Exercise directions:
Your answer must match the entries below word for word.

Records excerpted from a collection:

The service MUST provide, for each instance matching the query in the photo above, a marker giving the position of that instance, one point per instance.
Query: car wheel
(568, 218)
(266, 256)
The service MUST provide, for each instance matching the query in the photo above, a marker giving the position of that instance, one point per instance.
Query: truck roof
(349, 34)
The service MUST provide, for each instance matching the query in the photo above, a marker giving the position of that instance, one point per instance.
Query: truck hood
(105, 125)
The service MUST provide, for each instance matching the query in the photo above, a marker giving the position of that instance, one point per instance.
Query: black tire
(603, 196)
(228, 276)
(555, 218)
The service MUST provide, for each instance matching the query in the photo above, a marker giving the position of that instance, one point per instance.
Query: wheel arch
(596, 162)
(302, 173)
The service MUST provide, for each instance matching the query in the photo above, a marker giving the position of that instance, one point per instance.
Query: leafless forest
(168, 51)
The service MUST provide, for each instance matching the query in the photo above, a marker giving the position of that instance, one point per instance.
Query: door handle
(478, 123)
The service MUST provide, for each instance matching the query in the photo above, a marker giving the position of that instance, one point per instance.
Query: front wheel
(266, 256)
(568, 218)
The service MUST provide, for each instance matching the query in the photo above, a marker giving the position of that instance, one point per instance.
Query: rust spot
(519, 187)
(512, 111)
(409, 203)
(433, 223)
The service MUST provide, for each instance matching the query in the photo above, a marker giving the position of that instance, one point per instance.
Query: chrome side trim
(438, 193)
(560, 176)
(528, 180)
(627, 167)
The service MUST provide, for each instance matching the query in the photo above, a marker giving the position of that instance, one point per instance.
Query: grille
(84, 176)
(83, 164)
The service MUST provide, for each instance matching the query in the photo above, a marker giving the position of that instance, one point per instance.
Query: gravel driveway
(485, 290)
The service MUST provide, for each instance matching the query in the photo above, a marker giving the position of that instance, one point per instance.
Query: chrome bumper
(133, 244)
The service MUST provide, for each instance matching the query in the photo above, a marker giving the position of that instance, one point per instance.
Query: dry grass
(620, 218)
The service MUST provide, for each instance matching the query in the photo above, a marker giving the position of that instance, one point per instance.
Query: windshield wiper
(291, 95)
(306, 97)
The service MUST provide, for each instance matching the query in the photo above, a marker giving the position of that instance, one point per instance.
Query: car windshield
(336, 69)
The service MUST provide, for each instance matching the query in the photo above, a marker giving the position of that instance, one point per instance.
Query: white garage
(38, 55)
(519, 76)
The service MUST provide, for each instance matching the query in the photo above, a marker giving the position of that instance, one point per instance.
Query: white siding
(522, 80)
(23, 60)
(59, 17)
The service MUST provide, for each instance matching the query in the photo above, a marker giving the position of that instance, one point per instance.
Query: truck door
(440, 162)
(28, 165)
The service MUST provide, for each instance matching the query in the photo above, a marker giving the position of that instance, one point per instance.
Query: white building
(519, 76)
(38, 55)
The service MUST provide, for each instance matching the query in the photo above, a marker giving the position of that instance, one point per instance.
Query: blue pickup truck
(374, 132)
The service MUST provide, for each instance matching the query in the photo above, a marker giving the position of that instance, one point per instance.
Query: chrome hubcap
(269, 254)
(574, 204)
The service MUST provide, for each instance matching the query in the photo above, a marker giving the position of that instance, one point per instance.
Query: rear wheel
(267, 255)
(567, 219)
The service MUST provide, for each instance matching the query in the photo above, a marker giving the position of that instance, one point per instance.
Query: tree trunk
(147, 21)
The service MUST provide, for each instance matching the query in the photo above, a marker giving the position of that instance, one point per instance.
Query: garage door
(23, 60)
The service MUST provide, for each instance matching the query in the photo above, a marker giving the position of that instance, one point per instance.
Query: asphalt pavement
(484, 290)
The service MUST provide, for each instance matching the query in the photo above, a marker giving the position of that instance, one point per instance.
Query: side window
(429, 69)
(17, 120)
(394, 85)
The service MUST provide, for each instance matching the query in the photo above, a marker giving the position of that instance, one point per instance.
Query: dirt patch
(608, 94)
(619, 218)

Written answer:
The service MUST provide, for each instance matching the query in the photo above, a marker giving the position of that instance, one point per instance.
Query: car wheel
(568, 218)
(266, 256)
The service MUST provide, for each instance matching the query in the photo above, a marker giving the position of that instance, one point per instance.
Query: truck roof
(349, 34)
The service MUST provide, for each instance matching the query in the photo above, a marker giving the position of that instance, one point per instance.
Query: truck hood
(105, 125)
The service MUST provide, for each instance matching the query in the photo above, a marker giving the position of that instance, one point per instance.
Query: black tire
(603, 196)
(228, 276)
(555, 218)
The service MUST provide, for each instance matching the query in the photo above, a marker giving the position of that instance, one point per instance.
Query: wheel arch
(596, 162)
(302, 173)
The service MUST provide, for each instance matching the query in the photo above, a marker giving the position of that instance, one point per instance.
Query: leafless forest
(168, 51)
The service MUST provide, for each instance matching the query in the photo above, a marker giving the position of that instance, one point per instance.
Query: door handle
(478, 123)
The service MUST provide, for each instance matching the query in the photo above, a marker giving the position of that instance, one point per instance.
Query: front wheel
(266, 256)
(568, 218)
The service MUST provide, for each instance matching the query in the photo above, a marker giving the position of that instance, one point per instance.
Query: rust spot
(519, 187)
(512, 111)
(409, 203)
(433, 223)
The service MUST provide, for each instance matching the query in the photo above, a marker giving the position of that instance, one point per instance.
Query: chrome side trim
(438, 193)
(560, 176)
(528, 180)
(627, 167)
The service MUST provide, for each instance matching the query in the photo above, a marker giving the position of that instance, one point per instance.
Query: grille
(84, 176)
(83, 164)
The service MUST provide, for each instance matching the query in the photo above, a marker giving the position of that instance, one point per instance.
Query: gravel driveway
(485, 290)
The service MUST provide, for each instance matching the query in the photo above, a marker giving the position of that instance, one point per instance.
Query: chrome bumper
(133, 244)
The service MUST provide, for each instance matching the query in the photo above, a marker giving the position of that instance, one point per instance.
Query: dry grass
(620, 218)
The service MUST provide, for each instance matching the query in the photo above, a marker giving the position of that instance, one point per instance.
Query: windshield wiper
(291, 95)
(306, 97)
The service MUST provide, for each instance matching the query in the photo above, a marker giving the position of that instance, one point per instance.
Query: car windshield
(336, 69)
The service MUST provide, for each instance matching the query in the photo above, a marker giving the position of that instance, one point per instance.
Query: white garage
(38, 55)
(519, 76)
The service MUST provide, for each instance matching the query in the photo above, a marker giving the position of that instance, one point per instance.
Query: white siding
(522, 80)
(23, 60)
(59, 17)
The service MUST provide, for each instance matching the query in the photo above, a marker giving the position of that instance, one point per instance.
Query: truck door
(440, 162)
(28, 165)
The service MUST provide, for each instance matching the query in the photo above, a marker giving the position of that instance, one point per instance.
Query: white building
(519, 76)
(38, 55)
The service MUST provide, for each instance matching the query in the photo above, a marker giving the position of that instance, one point per instance.
Query: blue pickup truck
(374, 132)
The service MUST provide, for each instance matching the query in the photo above, a marker giving the position of that instance, one point per instance.
Query: chrome hubcap
(269, 254)
(574, 204)
The service MUST provide, for each instance matching the query in the photo above, a marker giving the position of that instance, one point per instance.
Query: rear wheel
(267, 255)
(567, 219)
The service MUST provide, for each instance matching the query in the photo above, a marker giving the position of that instance, one point per instance.
Query: tree trunk
(147, 21)
The service MUST provide, for each instance matching the query in the photo above, a marker giving the position of that instance, one point per instance.
Query: garage door
(23, 60)
The service MUST provide, for each instance matching the query in the photo above, a marker giving the position of that instance, one point per instance.
Query: asphalt pavement
(484, 290)
The service MUST provide, for each instance matching the query in the photo above, a marker giving the position of that instance, one point per instance.
Query: side window
(429, 69)
(17, 120)
(394, 85)
The service MUST provide, for each instance matching the query in the photo above, a marker giving the position of that instance, one point per instance.
Query: dirt patch
(608, 94)
(619, 218)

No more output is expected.